(Records contained in a dataset)
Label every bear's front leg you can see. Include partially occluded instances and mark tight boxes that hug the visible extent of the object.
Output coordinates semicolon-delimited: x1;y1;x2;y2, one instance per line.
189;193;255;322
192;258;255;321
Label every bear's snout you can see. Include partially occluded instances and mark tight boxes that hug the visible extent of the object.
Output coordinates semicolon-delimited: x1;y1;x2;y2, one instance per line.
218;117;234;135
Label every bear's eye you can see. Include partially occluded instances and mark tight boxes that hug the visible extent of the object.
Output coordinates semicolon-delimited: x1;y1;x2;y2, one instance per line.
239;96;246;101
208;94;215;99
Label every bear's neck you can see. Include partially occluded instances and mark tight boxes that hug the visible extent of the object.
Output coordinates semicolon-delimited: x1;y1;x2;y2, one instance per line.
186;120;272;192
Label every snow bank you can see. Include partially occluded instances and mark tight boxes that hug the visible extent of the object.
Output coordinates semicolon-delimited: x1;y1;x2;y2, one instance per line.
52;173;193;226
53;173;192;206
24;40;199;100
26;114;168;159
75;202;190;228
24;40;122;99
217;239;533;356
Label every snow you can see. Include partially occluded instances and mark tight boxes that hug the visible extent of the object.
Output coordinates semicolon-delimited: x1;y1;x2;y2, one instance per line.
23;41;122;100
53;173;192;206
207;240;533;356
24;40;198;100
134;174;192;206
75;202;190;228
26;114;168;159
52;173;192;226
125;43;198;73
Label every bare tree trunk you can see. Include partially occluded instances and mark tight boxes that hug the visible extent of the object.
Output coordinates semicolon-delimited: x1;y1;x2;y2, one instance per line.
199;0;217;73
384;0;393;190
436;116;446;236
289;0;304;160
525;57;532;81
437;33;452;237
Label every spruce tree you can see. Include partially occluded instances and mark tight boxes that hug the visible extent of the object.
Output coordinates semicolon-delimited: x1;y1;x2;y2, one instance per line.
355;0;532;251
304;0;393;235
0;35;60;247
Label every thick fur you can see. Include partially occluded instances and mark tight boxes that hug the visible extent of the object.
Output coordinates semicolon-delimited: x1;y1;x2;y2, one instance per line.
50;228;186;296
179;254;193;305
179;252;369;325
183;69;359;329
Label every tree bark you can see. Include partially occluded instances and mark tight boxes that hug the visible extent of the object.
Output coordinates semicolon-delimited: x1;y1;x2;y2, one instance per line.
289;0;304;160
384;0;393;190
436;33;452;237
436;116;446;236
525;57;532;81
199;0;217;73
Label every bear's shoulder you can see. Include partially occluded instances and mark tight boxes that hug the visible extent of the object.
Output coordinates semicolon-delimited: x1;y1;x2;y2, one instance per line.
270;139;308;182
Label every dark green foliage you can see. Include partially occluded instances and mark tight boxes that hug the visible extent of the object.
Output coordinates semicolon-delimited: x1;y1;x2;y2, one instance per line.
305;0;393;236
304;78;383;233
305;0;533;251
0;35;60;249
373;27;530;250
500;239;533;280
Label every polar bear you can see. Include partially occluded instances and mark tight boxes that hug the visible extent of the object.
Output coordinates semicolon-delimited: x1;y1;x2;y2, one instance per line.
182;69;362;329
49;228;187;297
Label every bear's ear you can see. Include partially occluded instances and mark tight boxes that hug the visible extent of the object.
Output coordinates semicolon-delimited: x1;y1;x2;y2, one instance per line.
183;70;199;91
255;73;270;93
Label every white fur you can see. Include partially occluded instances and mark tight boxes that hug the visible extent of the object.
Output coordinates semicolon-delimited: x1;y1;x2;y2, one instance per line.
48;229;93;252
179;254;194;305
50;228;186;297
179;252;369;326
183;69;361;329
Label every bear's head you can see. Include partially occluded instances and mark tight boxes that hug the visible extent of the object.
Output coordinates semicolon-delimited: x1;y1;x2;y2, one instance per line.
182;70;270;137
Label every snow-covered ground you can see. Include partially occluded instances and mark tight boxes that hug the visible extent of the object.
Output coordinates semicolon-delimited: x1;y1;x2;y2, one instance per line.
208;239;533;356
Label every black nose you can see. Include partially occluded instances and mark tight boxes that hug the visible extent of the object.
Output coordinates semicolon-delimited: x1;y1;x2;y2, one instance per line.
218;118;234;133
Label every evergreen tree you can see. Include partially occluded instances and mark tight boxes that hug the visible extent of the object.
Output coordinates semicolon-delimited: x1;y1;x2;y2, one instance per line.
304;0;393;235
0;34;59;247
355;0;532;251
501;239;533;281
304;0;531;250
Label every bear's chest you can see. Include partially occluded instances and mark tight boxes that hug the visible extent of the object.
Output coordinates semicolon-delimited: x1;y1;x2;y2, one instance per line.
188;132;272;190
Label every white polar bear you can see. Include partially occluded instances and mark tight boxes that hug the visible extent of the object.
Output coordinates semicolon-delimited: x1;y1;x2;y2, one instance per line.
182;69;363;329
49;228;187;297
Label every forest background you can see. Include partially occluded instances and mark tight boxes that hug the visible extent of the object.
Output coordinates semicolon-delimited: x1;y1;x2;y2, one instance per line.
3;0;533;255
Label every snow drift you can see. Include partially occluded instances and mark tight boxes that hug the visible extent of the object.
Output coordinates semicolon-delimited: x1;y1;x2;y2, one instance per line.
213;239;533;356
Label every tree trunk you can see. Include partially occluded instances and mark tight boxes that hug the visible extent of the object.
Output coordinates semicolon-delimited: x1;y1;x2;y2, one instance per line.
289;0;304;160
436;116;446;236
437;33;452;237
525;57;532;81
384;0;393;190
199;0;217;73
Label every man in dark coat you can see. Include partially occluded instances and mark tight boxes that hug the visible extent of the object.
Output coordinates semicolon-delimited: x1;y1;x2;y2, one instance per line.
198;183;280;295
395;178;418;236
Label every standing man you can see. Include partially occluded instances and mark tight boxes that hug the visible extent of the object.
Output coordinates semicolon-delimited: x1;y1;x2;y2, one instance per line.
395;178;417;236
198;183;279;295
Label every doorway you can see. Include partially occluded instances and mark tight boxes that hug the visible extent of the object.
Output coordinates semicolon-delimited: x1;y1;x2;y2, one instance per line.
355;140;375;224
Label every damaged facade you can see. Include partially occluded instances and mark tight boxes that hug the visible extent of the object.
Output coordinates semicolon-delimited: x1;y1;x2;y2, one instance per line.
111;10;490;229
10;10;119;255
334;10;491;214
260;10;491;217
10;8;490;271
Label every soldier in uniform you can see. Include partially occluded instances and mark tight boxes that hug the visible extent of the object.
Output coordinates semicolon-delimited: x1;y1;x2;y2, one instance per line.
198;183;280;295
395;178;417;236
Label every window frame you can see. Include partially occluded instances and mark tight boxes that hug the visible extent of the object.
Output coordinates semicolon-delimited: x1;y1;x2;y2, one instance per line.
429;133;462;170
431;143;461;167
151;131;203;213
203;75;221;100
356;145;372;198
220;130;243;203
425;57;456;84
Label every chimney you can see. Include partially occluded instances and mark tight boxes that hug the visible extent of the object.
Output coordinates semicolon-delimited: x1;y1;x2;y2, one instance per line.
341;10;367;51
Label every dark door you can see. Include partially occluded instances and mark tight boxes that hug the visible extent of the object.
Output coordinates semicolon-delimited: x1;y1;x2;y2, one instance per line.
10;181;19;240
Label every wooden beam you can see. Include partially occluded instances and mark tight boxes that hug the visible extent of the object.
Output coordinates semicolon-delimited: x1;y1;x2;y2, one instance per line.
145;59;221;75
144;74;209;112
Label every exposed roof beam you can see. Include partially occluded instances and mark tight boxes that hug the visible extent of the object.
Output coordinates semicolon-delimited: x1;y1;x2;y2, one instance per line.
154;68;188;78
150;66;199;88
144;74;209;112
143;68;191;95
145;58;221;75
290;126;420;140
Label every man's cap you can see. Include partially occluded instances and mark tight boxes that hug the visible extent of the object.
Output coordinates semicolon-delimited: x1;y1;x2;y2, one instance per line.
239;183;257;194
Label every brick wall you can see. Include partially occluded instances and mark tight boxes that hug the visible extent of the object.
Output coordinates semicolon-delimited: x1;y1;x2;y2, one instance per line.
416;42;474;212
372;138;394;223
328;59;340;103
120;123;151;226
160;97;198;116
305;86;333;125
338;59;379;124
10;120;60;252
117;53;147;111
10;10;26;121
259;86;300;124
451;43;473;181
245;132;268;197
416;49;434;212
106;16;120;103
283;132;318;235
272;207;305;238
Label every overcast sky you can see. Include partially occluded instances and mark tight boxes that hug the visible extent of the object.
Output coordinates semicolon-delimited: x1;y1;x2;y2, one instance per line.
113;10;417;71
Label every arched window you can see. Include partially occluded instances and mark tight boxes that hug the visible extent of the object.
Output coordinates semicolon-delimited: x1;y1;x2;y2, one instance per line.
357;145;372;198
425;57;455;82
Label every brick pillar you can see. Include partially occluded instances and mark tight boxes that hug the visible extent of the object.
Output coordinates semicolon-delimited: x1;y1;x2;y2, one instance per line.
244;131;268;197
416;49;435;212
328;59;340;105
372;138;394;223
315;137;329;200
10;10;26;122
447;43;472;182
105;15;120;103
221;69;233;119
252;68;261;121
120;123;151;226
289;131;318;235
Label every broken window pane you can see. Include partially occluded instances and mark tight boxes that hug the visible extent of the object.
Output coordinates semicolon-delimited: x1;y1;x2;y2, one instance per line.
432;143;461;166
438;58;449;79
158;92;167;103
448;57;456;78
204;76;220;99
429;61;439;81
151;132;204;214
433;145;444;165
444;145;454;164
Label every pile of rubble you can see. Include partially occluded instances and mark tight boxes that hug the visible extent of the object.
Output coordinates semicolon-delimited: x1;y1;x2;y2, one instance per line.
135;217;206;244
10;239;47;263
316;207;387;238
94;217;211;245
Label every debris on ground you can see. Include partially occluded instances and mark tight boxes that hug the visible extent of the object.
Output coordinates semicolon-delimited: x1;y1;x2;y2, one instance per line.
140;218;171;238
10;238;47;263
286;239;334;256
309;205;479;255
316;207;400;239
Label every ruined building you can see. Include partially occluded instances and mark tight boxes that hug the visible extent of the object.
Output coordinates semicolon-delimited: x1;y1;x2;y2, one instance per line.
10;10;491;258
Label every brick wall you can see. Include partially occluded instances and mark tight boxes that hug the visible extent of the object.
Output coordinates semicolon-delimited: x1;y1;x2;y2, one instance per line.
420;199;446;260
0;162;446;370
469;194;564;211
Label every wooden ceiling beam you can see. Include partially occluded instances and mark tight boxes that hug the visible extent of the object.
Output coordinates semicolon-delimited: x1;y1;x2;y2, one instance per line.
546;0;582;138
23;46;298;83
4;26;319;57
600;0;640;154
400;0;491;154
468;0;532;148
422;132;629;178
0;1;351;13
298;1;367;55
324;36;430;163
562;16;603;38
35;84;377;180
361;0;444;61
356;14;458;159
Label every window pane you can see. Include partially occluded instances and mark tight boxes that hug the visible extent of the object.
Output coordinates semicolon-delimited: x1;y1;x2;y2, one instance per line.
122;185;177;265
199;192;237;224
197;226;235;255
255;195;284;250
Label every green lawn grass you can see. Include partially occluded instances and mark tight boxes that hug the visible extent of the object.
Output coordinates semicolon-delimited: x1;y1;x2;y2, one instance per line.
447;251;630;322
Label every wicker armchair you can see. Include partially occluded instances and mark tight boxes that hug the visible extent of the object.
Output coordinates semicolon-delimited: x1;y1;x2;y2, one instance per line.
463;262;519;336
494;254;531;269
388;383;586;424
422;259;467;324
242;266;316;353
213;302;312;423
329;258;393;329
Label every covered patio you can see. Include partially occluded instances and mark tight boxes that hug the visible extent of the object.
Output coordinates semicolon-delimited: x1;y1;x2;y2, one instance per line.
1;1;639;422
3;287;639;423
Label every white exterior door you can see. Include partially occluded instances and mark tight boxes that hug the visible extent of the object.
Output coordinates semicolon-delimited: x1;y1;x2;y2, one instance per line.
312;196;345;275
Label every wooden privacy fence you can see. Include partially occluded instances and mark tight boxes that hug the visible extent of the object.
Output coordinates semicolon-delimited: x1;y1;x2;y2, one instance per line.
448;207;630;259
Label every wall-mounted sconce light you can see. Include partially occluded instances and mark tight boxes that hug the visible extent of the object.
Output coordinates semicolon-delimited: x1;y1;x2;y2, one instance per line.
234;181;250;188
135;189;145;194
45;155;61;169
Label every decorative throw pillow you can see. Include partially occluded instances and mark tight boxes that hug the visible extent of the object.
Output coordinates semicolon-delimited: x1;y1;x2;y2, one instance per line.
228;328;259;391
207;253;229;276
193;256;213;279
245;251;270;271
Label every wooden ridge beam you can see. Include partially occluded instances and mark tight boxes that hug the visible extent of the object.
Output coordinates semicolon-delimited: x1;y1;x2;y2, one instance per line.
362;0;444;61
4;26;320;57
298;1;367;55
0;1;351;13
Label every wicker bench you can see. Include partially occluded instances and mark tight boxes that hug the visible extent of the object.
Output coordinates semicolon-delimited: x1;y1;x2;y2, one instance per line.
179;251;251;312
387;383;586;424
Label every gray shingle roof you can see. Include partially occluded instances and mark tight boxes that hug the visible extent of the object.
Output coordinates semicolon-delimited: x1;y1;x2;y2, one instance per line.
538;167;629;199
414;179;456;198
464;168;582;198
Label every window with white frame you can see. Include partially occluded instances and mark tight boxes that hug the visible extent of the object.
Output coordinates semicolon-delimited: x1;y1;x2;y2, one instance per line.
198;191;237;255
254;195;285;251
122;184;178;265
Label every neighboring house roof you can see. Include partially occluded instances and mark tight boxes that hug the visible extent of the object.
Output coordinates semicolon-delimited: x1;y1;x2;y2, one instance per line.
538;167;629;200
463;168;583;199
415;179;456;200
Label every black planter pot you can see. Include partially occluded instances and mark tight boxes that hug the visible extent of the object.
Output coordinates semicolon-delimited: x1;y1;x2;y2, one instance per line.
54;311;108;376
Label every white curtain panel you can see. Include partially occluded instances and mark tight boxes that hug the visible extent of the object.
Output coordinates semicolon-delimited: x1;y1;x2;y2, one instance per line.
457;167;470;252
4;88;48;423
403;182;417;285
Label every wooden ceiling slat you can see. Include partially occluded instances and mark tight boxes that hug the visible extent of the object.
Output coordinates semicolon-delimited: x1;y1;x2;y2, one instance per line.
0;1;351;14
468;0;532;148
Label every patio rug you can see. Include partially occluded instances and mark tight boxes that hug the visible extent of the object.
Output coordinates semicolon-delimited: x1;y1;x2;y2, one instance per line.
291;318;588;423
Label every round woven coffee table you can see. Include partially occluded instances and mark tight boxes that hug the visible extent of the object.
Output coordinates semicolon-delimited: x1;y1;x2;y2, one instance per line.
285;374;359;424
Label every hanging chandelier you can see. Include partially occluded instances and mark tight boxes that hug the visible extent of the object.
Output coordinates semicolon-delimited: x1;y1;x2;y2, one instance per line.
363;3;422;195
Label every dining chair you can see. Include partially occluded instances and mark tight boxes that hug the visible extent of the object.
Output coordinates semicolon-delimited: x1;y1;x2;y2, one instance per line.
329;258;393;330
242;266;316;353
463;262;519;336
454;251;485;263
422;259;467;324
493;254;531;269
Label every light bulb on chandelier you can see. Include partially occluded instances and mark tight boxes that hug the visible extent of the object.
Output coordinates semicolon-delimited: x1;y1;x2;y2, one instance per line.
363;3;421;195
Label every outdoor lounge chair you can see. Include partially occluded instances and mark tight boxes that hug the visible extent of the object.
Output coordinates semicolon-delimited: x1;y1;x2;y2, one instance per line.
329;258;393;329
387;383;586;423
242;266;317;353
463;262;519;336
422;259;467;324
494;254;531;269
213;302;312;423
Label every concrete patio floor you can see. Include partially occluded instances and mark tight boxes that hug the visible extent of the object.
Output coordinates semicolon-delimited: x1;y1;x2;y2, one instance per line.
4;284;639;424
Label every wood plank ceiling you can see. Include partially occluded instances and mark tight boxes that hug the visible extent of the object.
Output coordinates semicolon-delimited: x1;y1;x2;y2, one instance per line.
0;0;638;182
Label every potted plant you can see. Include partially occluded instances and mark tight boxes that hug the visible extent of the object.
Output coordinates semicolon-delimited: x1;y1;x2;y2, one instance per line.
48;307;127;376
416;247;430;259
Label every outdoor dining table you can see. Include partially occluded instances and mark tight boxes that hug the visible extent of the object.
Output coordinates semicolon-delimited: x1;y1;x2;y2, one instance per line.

- **ASSIGNED TASK**:
Please go over the data above and copy each line with "chandelier" in it.

- **YOUR RESPONSE**:
Label every hanging chandelier you can see. Include partially occluded instances and mark tight boxes that hug the visible extent of the object.
Label every light bulb on chandelier you can see. Include partially occluded instances and mark tight boxes that hug the visible extent of the object.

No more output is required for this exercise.